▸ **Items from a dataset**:
★ ★ ★ ★ ★ ★ ★
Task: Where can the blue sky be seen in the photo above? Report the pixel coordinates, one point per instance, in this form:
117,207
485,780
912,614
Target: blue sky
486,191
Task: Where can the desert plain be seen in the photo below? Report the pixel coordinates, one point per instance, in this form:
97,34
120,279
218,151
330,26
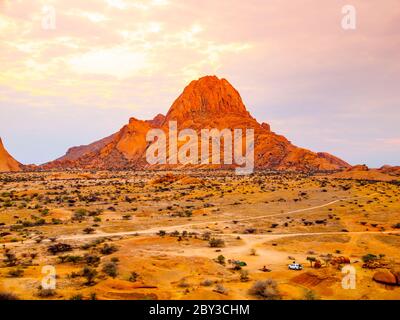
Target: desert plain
198,234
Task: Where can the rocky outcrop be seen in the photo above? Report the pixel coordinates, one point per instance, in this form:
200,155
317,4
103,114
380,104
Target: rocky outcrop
204,104
7,162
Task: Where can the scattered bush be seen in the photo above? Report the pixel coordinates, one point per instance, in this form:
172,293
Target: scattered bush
267,289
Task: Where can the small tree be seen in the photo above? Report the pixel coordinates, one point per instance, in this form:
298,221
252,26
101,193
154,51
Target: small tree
133,277
88,230
216,243
221,260
90,274
267,289
110,269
★ ★ ★ ★ ★ ★ ★
▸ **Brief**: Rewrite the records above with each "Target" renamed to "Object" and nothing else changed. Leave the pictures out of your answer.

▸ **Reply to the exercise**:
Task: Where can the blue sky be seen in the photo above? Report the pixel coordinates, one point per instance, in this form:
117,207
485,780
912,614
Object: blue sky
486,191
Task: Where can the desert plain be seen in the photo below? Report the pixel coordinates, one point per instance, in this form:
97,34
120,279
218,151
330,26
Object: desert plain
198,234
Task: Where can the rocky outcrop be seen in the photo above? Report the pixel coordinates, one point per instance, in this form:
200,155
317,4
103,114
380,104
Object: rocky outcrop
204,104
7,162
Task: Where can the scattered bush be seen in the photo above? Report the pixel coordinates, one point per instance, in this form:
172,293
Object: scattered bush
267,289
Task: Where can the small tree be seen in the photo above? Report the pixel coordinates, one point per instance, in this form:
298,221
252,26
101,193
154,51
Object: small tree
133,277
88,230
216,243
221,260
90,274
267,289
110,269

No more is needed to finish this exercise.